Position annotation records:
▼▼▼

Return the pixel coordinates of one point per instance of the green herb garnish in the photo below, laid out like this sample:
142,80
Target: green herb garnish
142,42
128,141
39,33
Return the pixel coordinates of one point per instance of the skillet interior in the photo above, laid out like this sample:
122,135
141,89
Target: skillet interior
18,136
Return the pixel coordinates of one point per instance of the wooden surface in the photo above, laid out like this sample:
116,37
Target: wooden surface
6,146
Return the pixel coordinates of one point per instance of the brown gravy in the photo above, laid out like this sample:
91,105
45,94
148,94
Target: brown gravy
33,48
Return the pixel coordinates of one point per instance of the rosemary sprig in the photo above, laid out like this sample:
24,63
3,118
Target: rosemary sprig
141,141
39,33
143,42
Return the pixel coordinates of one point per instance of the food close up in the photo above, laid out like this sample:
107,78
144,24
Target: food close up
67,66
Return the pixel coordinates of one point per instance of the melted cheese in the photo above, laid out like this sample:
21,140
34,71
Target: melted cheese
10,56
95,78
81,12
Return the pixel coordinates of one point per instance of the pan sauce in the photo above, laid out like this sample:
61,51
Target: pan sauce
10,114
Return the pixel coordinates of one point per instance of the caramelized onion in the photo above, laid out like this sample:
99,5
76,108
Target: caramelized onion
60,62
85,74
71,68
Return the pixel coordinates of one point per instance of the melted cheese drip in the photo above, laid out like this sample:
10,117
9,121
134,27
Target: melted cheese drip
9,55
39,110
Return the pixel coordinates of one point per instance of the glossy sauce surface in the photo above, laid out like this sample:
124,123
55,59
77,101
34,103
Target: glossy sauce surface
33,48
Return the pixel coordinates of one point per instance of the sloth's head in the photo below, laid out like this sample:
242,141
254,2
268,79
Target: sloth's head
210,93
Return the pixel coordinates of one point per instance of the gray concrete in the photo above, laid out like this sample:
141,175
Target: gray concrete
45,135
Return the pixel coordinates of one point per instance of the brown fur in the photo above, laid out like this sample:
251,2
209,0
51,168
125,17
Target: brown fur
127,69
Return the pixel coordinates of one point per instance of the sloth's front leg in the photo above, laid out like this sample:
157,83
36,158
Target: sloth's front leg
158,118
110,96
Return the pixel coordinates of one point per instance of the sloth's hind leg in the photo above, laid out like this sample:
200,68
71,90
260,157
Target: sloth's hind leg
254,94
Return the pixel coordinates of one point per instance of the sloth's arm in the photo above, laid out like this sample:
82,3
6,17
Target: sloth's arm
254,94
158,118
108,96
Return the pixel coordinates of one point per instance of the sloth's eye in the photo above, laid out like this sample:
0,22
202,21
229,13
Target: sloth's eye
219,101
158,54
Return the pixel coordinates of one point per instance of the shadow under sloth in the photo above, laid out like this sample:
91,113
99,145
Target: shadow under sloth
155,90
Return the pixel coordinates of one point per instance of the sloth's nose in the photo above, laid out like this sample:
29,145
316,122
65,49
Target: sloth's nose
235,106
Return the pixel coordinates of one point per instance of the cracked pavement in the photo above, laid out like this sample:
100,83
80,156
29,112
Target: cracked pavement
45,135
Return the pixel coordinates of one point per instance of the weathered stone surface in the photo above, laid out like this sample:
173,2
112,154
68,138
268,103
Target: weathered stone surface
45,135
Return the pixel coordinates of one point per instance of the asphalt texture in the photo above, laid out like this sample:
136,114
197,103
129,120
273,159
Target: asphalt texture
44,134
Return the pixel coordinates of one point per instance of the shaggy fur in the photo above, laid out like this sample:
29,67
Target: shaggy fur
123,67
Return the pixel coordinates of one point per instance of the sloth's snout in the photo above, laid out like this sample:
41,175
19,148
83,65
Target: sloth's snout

▲▲▲

**Exercise details:**
Return the lines above exactly, keeping every word.

**Exercise answer:**
Return the pixel coordinates of one point per instance of the green herb garnish in the photo below, laid out like this sample:
142,80
Target: green herb garnish
142,42
128,141
39,33
Return the pixel coordinates of one point per instance of the skillet interior in the photo above, laid out like this sample:
122,135
141,89
Target: skillet interior
18,136
Return the pixel coordinates of one point per instance of the wooden surface in the photo above, laid out like this sample:
116,37
Target: wooden surface
6,146
Return the pixel coordinates of one point per instance of the brown gravy in the photo above, laid out like this sample:
91,105
45,94
148,94
Target: brown gravy
33,48
Return the pixel coordinates of one point per instance of the rosemary sprig in the photo above, laid out like this sample:
24,63
3,118
Target: rosemary sprig
141,141
39,33
143,42
Return the pixel coordinates of one point per instance of the food close up in the photo above, laid out like this sample:
107,78
144,24
Target: food close up
67,66
Return the pixel coordinates of one point per instance of the melted cheese in the photo above, laid out like this sample:
21,140
34,71
Target: melted cheese
10,56
95,78
81,12
Return the pixel coordinates of one point per instance of the pan sauce in the photo above, laid out like this sample:
61,51
Target: pan sauce
10,114
Return the pixel coordinates of one point per instance of the caramelized onion in the photo above, laid out like this sample:
99,5
76,108
Target: caramelized onion
60,62
85,74
71,68
Return the pixel coordinates of one point per instance of the melted cheese drip in the photo above, laid out like this sample:
10,117
9,121
134,27
Target: melted cheese drip
9,55
39,110
Return the pixel coordinates of one point per instance of the glossy sauce surface in the photo above, laid out like this sample:
124,123
55,59
77,101
34,103
Target: glossy sauce surface
33,48
Return the pixel coordinates of one point per instance of the sloth's head in the photo below, laid out like this sample:
242,141
254,2
268,79
Target: sloth's head
210,93
Return the pixel coordinates of one point per instance of the gray concrete in the photo above, laid out like this sample:
141,175
Target: gray concrete
45,135
Return the pixel coordinates of one point per instance of the brown fur in the photo above, laid out like this sample:
251,2
209,0
51,168
125,17
Target: brown fur
127,69
Return the pixel coordinates of one point per instance of the sloth's front leg in the photo above, laid out like this sample:
157,83
36,158
Target: sloth's front leg
158,118
110,96
Return the pixel coordinates of one point per instance of the sloth's hind leg in the photo above, laid out like this sample:
200,68
71,90
260,157
Target: sloth's hind leg
254,94
Return the pixel coordinates of one point per instance of the sloth's arm in the photo above, laid out like this sample:
82,3
6,17
Target: sloth's arm
254,94
158,118
108,96
Return the pixel coordinates of one point per instance of the sloth's eye in the photo above, laid out like this sample:
0,22
202,21
229,13
Target: sloth's eye
219,101
158,54
Return the pixel coordinates of one point per instance of the shadow under sloth in the photo above, laid out like this sample:
91,113
99,145
Target: shadow under sloth
155,90
Return the pixel coordinates of one point per instance of the sloth's nose in the photo above, laid out like this sample:
29,145
316,122
65,49
Target: sloth's nose
235,106
Return the pixel coordinates of one point per instance of the cracked pavement in the photo above, laid out like this sample:
100,83
80,156
29,112
Target: cracked pavement
45,135
Return the pixel coordinates of one point per instance of the weathered stone surface in the photo above, laid out like this sample:
173,2
112,154
68,138
268,103
Target: weathered stone surface
45,135
Return the pixel coordinates of one point per instance of the asphalt texture in the photo above, laid out like this sample:
136,114
197,103
129,120
273,159
Target: asphalt texture
44,134
Return the pixel coordinates of one point per instance of the shaggy fur in the photo above, laid out like this sample:
29,67
Target: shaggy fur
123,67
Return the pixel coordinates of one point per instance of the sloth's snout in the photo above, laid out like this sample:
41,175
19,148
83,65
Target: sloth's snout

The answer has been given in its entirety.